Franquelin drew another map of the area in 1688, which while more accurate than his 1684 map, still called the river Pestekouy.

In addition, Marco Coronelli, a Venetian Conventual friar, produced a map in 1688 based on gores he made for a globe in 1687, on which the Fox River is labeled Pesteconti R. It seems pretty clear that Pesteconti is an Italianization of the French Pestekouy, which is not surprising since Coronelli got most of the information for his map and globe from French sources, including Franquelin.

After Franquelin and Coronelli’s maps, cartographers stopped putting a name on the Fox River for several years.

In fact, as early as 1684, Minet, an engineer and cartographer who accompanied LaSalle, published a map with the Fox River drawn in but not named. After Coronelli’s map was published, the name Pestekouy seems to have vanished from maps.

For instance, Louis de La Porte de Louvigny in 1697 and Guillaume Delisle in 1718 both produced fairly accurate maps of the interior of North America, including the Fox River Valley, but did not label the Fox River with any name at all. The reason for this is unknown, but was probably due to the fact that the area had lost whatever economic significance it had gained during the LaSalle period due to a combination of factors, including the hostility of the Fox Indian Tribe.

1754 Ottens map detail

This detail from Ottens’ 1754 map shows the Fox River labeled as R. du Rocher, probably because of the proximity of its mouth to Starved Rock–named du Rocher by the French.

By 1700, the French trading center at le Rocher had been moved south to Fort Pimiteoui on Lake Peoria, and along with it had gone French military power in the upper Illinois and Fox River valleys. The Fox Tribe had prohibited the French from the area south and west of Green Bay, and that included use of the portage from the Fox River of Wisconsin that empties into Lake Michigan at Green Bay and the Wisconsin River that offers a good route to the Mississippi. For more than 30 years, the French and their Indian allies battled the Fox to secure access to the area northwest of Chicago. In 1730, the French and their Native American allies vanquished the Fox for the final time, opening the area to French trade and missionaries.

[Dataset excerpts]

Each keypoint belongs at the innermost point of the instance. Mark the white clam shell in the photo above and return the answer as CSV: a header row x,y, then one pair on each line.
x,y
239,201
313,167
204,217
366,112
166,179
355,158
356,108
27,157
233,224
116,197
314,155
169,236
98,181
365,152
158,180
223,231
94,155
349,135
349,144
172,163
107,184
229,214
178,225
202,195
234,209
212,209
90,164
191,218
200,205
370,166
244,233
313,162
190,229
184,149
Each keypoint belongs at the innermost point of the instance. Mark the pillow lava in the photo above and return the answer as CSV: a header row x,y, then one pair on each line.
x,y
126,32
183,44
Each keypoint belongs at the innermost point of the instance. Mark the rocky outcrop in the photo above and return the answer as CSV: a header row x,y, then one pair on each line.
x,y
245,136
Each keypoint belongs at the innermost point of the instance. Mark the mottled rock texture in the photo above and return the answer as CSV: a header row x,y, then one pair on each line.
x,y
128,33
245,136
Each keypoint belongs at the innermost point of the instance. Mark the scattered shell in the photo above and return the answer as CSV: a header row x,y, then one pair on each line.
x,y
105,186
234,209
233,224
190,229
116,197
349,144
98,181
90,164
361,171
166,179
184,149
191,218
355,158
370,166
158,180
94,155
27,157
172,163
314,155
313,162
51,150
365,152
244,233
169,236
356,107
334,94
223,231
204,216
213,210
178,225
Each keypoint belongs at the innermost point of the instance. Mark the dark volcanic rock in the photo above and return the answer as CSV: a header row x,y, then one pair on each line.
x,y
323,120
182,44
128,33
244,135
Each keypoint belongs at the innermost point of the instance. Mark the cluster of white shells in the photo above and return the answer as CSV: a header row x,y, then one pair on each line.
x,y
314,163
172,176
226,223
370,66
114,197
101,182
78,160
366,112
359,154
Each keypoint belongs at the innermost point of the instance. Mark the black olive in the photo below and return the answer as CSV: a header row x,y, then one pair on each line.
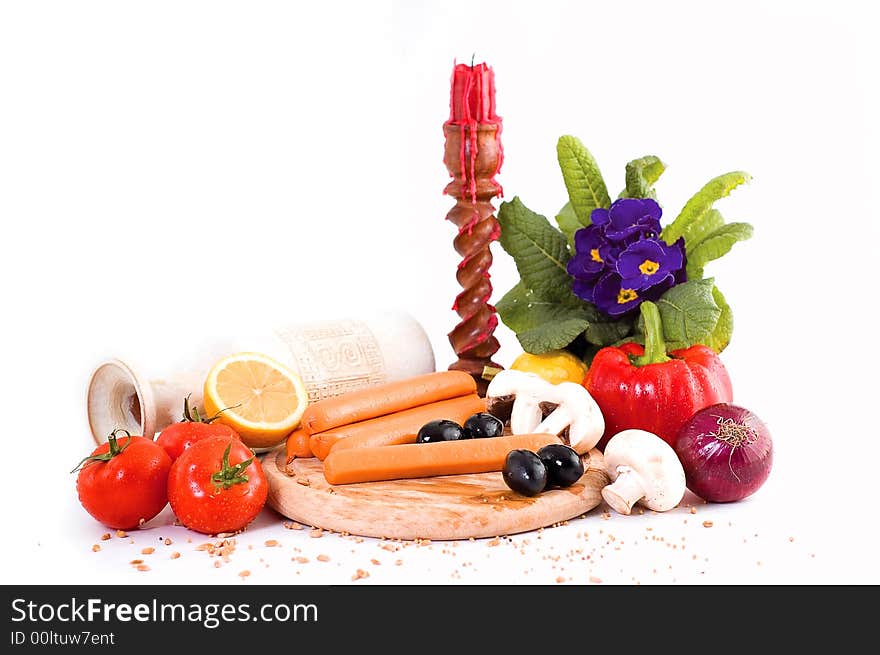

## Your task
Answer these questions from the text on early maps of the Fox River:
1. What label does the Fox River carry on Coronelli's 1688 map?
2. By 1700, where had the French trading center at le Rocher been moved?
3. In what year did the French and their Native American allies defeat the Fox for the final time?

## Task output
1. Pesteconti R.
2. South to Fort Pimiteoui on Lake Peoria.
3. 1730.